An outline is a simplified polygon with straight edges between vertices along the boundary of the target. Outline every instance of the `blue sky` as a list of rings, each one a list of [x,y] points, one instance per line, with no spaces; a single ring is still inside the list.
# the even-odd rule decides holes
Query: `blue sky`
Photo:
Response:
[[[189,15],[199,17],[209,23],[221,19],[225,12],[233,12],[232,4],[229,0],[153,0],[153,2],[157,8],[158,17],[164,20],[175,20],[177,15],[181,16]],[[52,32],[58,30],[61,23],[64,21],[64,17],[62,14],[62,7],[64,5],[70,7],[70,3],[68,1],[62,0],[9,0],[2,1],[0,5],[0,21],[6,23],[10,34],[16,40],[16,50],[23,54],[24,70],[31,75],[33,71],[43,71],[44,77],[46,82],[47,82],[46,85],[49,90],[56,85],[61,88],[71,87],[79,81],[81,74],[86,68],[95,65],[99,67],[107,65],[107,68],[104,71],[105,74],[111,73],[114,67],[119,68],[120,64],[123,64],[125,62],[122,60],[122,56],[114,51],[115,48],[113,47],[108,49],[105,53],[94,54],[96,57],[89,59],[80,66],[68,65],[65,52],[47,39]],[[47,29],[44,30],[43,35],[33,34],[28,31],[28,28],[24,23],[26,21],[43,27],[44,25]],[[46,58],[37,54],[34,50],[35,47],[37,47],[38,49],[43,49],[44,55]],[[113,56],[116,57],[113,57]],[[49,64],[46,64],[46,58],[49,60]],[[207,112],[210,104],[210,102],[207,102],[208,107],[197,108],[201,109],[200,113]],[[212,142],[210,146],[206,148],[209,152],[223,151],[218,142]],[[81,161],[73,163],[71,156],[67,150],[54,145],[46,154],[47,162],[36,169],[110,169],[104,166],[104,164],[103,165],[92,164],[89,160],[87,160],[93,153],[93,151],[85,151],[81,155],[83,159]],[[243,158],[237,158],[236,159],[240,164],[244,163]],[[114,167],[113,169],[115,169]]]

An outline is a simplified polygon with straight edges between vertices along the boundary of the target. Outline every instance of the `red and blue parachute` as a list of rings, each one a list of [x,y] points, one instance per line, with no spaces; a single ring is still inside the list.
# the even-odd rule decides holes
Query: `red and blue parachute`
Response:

----

__Set problem__.
State how many lines of the records above contain the string "Query", with case counting. Reply with the number alone.

__Response__.
2